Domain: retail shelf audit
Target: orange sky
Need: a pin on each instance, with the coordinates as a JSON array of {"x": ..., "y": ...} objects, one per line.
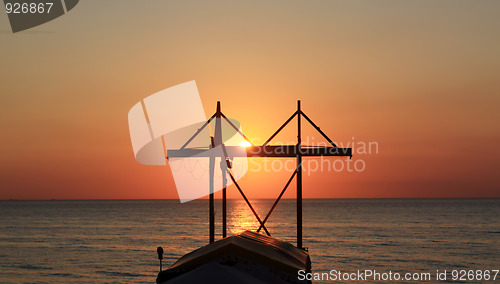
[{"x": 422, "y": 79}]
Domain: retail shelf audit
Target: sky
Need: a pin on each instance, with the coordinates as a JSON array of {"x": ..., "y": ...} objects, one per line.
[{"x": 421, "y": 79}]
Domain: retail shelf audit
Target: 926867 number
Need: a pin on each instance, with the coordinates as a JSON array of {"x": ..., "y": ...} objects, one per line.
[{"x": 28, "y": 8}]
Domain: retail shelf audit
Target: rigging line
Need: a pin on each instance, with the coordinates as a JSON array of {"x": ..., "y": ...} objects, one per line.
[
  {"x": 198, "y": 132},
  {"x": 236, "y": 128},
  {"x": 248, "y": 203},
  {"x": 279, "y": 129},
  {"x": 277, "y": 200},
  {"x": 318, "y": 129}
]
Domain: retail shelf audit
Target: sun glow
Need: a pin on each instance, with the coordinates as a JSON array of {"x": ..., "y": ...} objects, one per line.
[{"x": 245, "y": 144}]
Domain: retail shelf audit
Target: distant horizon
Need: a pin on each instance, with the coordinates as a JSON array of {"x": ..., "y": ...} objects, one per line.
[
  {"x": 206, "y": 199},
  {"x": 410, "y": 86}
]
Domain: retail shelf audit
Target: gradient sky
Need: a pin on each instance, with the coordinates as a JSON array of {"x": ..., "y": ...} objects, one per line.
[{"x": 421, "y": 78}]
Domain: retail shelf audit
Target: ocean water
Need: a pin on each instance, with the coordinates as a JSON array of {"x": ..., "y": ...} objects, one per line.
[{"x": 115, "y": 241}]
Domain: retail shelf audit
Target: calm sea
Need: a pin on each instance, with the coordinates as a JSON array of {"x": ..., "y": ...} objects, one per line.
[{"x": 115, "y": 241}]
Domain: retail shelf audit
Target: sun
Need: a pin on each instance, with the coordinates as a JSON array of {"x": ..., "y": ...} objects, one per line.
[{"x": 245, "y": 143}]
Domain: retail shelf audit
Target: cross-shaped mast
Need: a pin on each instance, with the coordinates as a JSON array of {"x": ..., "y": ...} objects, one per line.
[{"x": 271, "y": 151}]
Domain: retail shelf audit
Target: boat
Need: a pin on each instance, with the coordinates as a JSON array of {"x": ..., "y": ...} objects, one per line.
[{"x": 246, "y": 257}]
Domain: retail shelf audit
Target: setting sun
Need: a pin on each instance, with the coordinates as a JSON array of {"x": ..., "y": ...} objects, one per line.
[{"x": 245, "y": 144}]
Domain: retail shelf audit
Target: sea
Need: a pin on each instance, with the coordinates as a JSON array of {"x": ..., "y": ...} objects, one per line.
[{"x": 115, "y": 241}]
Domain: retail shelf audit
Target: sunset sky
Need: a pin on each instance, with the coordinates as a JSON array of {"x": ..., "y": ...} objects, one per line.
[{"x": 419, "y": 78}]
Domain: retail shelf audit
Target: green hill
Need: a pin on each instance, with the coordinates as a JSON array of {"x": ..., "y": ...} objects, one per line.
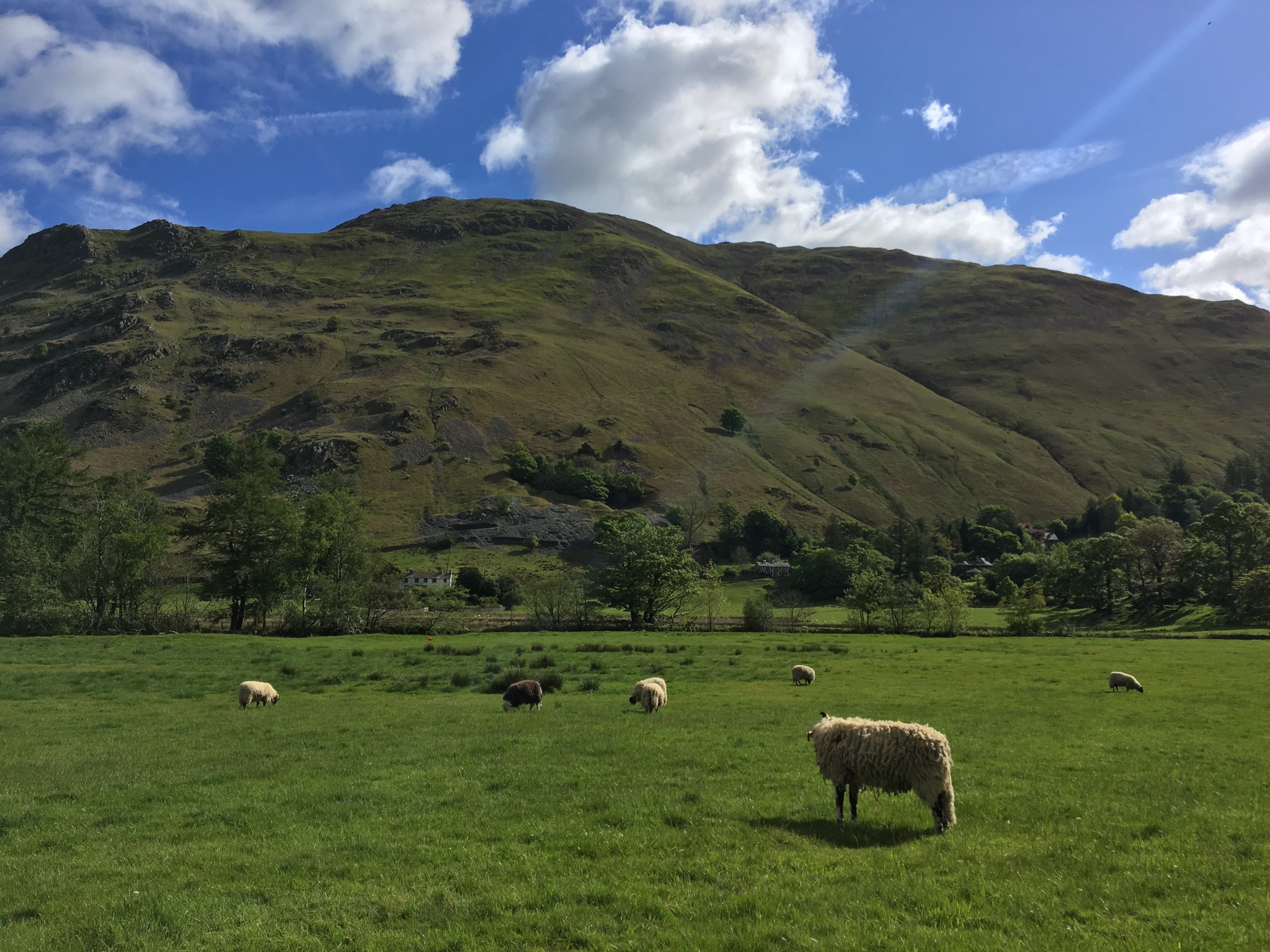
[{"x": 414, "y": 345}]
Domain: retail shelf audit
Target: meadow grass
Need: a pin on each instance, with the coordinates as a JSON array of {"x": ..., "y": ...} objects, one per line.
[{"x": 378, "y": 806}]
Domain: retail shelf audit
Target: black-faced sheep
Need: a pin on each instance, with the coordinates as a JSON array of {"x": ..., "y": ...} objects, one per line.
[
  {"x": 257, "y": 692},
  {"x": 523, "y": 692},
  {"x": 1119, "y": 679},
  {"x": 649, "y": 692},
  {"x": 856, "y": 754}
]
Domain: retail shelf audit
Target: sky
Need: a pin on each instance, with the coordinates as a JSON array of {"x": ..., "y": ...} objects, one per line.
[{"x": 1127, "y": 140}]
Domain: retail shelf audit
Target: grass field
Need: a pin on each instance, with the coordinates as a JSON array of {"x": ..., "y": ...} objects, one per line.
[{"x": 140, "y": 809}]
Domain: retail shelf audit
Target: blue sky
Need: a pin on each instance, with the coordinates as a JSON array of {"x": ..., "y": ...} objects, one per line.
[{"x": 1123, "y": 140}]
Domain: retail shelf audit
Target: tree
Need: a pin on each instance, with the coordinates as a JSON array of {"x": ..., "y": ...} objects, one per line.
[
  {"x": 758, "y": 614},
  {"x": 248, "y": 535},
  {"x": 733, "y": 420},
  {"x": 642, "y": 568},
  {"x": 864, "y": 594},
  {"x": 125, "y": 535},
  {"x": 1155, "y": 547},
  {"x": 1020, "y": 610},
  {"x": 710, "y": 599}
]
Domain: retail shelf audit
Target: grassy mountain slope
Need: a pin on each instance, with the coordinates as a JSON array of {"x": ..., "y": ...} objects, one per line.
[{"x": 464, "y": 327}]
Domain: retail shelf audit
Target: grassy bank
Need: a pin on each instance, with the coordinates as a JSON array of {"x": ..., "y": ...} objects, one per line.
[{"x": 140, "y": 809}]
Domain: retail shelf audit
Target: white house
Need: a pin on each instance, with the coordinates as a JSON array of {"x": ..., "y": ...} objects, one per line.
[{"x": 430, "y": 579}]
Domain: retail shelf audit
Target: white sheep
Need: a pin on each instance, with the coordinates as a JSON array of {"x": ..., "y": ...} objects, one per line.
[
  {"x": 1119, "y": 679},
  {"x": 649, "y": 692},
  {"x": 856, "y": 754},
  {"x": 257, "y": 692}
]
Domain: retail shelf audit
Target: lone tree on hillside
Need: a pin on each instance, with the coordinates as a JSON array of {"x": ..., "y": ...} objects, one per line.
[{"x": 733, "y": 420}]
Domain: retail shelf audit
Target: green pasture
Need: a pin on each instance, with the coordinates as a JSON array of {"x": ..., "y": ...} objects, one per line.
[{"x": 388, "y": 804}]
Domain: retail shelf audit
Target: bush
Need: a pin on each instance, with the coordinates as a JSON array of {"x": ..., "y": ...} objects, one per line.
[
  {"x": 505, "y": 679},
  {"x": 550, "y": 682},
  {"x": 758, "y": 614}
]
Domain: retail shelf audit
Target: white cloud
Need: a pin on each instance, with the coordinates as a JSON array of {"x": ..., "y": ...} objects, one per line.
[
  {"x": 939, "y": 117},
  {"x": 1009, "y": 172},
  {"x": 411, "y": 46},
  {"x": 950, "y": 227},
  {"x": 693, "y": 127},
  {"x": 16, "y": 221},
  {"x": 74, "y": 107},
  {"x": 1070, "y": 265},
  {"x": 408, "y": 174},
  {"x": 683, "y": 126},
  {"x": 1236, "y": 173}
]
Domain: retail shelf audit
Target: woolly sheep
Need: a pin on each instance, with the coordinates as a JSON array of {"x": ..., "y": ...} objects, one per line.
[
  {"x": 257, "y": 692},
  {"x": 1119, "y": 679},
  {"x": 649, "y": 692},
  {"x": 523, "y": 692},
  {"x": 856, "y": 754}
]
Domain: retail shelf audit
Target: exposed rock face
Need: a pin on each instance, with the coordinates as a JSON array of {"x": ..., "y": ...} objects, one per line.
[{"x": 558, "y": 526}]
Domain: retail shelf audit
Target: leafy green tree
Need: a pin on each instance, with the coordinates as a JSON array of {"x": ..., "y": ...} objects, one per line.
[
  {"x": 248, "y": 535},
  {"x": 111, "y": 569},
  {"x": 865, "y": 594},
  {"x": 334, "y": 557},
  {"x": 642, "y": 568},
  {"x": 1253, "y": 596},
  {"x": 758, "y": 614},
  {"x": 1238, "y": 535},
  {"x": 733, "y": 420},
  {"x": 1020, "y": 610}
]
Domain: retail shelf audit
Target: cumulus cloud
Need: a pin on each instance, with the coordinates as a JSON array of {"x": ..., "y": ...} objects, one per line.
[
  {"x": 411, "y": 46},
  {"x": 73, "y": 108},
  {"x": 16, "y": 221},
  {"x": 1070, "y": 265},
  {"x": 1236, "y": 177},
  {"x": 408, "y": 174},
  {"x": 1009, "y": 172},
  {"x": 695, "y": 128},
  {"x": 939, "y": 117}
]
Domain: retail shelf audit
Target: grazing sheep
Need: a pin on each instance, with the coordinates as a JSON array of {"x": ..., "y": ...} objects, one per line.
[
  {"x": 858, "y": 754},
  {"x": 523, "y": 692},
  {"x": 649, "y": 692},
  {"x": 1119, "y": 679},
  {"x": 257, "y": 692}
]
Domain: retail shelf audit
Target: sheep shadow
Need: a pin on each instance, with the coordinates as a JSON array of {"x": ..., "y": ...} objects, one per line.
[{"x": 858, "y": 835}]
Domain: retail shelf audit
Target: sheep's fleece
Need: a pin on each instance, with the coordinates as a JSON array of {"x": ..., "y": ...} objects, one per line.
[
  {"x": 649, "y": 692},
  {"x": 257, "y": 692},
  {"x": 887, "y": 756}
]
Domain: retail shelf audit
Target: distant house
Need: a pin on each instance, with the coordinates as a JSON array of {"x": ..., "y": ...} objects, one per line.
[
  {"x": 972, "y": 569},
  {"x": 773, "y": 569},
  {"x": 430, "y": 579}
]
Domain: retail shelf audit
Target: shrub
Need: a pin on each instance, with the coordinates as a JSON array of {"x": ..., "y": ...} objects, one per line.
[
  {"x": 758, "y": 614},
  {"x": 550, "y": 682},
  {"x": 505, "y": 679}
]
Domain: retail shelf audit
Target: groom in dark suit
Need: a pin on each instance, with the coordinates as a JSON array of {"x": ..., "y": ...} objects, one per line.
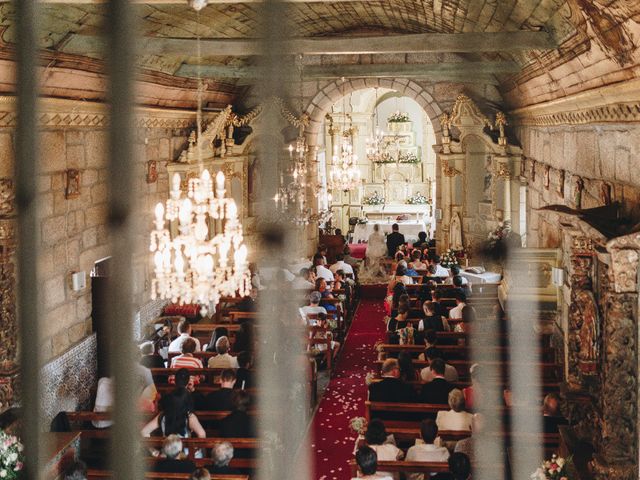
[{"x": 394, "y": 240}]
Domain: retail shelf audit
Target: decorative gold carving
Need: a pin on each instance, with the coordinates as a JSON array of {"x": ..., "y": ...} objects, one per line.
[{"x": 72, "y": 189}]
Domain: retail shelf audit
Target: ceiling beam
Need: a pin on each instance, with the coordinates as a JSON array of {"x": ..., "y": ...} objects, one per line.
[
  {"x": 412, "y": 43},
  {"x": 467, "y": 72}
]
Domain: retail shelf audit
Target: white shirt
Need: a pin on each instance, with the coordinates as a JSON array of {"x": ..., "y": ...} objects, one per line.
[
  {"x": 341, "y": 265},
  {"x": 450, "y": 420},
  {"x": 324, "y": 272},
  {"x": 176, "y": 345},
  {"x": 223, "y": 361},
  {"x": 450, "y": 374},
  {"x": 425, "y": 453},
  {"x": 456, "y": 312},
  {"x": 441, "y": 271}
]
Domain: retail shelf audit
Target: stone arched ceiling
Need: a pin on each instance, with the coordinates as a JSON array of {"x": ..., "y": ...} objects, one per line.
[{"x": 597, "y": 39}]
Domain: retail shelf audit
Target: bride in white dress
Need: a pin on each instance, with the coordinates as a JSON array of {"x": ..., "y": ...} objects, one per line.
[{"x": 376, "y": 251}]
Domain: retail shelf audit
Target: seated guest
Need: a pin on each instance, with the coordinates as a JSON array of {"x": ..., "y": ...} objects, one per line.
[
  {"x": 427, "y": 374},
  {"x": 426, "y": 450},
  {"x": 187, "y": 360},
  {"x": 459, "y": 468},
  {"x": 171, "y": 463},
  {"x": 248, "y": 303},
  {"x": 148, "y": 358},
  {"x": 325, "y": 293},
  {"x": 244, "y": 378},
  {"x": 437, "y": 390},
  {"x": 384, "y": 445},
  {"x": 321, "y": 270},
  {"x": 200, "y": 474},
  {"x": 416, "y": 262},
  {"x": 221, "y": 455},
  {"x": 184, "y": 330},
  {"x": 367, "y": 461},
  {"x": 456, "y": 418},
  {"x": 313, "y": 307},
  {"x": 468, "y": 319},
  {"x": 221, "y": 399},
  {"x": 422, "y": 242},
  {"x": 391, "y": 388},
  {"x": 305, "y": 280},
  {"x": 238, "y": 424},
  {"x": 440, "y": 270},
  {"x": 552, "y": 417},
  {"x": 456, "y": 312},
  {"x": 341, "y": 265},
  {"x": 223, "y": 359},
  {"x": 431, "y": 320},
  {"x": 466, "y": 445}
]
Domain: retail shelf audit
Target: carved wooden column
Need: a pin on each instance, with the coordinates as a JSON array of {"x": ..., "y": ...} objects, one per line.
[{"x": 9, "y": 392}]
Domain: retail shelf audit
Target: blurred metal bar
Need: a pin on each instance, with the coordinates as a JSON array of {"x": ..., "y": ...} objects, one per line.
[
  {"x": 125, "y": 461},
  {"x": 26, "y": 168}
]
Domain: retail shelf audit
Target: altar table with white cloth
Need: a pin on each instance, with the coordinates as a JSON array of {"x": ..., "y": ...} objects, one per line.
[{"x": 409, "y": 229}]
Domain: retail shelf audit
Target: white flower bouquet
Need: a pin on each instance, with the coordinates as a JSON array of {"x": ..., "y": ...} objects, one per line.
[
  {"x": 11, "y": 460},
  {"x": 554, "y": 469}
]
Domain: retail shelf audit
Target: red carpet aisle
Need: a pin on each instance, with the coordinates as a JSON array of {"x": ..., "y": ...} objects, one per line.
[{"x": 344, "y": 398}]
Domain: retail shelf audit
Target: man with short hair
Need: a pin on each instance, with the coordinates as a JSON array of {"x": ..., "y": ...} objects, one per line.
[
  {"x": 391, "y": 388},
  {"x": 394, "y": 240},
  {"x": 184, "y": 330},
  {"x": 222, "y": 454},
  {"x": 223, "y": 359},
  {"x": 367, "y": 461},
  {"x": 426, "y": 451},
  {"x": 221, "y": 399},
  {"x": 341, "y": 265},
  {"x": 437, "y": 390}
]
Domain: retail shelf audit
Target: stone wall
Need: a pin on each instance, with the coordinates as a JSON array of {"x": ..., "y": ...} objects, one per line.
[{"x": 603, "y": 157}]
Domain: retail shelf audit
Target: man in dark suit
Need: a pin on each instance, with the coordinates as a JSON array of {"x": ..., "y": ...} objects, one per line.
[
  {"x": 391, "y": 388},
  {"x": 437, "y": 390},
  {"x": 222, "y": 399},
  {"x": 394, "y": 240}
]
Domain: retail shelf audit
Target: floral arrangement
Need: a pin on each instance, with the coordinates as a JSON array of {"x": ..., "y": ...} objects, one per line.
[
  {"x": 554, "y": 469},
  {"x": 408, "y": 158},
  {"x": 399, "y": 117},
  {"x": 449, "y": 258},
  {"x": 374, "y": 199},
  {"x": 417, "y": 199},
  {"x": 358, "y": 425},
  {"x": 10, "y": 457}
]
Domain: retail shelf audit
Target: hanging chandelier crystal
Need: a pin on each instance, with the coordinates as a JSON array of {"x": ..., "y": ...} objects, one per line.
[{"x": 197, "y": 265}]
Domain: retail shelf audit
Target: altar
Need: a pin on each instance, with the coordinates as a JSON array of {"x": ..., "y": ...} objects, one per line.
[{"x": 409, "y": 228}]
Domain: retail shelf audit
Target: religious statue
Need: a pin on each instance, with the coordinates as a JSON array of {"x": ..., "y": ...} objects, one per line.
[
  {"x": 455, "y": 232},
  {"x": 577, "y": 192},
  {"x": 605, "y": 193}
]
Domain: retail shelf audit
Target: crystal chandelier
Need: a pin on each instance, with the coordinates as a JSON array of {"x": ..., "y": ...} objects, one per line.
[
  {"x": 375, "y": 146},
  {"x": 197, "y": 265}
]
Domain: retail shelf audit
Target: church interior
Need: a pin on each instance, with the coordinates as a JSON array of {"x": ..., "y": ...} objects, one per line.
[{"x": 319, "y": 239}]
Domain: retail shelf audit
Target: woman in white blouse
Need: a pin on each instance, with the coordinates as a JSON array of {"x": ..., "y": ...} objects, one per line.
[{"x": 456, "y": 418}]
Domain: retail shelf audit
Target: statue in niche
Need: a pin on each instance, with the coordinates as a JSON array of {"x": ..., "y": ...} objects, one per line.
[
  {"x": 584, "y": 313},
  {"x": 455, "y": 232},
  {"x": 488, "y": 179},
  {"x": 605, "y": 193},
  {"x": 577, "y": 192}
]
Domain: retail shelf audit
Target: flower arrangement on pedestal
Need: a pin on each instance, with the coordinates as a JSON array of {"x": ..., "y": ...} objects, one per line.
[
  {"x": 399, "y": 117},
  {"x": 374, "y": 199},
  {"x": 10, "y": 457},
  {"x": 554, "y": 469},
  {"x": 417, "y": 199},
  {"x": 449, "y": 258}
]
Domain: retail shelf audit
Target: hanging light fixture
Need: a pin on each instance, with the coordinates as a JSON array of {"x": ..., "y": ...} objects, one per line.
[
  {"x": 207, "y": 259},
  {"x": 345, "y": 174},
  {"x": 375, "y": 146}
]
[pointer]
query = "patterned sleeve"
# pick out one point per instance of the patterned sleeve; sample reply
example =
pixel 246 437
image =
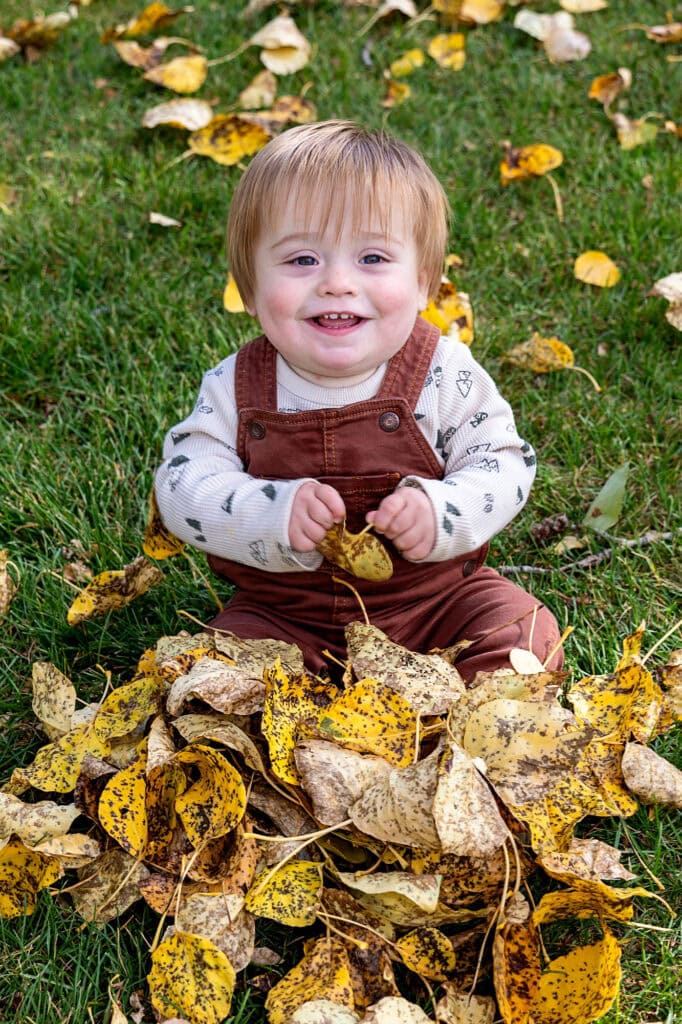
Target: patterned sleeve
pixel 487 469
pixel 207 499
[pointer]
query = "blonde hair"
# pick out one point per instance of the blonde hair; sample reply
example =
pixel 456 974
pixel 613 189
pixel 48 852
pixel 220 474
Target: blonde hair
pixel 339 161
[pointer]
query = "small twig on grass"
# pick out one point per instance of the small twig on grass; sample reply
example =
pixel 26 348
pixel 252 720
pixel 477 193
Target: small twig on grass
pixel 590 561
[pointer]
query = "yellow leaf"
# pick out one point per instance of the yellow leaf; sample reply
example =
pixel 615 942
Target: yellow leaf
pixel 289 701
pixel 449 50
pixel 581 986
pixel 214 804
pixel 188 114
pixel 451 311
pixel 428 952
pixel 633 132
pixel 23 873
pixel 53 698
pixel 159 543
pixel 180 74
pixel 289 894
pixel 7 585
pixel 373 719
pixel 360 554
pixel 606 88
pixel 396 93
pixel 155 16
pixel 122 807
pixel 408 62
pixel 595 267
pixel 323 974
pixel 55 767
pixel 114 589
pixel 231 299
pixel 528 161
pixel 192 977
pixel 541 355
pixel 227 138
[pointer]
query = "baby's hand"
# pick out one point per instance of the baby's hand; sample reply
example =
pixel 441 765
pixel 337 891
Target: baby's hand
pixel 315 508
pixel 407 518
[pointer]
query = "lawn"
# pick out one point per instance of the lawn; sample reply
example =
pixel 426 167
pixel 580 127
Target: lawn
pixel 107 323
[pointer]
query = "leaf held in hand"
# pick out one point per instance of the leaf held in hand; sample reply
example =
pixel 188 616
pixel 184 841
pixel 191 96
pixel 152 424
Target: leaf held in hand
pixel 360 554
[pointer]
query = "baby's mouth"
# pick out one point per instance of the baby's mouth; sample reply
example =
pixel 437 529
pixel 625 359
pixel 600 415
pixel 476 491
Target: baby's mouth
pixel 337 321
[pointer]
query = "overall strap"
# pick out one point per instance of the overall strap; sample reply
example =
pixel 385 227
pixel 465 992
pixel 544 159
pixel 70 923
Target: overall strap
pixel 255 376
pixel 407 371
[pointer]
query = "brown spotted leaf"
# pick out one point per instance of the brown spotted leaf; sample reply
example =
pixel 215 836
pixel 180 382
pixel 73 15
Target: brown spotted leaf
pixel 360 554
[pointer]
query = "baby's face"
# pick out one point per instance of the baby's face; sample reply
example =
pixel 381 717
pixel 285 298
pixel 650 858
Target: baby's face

==========

Collect every line above that contains the word "reply" and copy each one out in full. Case counts.

# pick out one point per instance of the patterned sleeve; sample reply
# pick out one point per instance of the blonde hair; sample reply
# pick out one point per instance of the small twig on grass; sample reply
# pick out one point per instance of the yellow leaf; sample reply
# pick out one point per instance of the baby's hand; sample reply
# pick out one point per instance of the lawn; sample reply
# pick out one point per instance of the leaf held in hand; sample reply
# pick out one point per instance of the baby's mouth; sample reply
# pick out one point per instance of the overall strap; sample reply
# pick out one point per instance of the brown spotted leaf; sample reply
# pick out one point per instance of the baby's face; sample reply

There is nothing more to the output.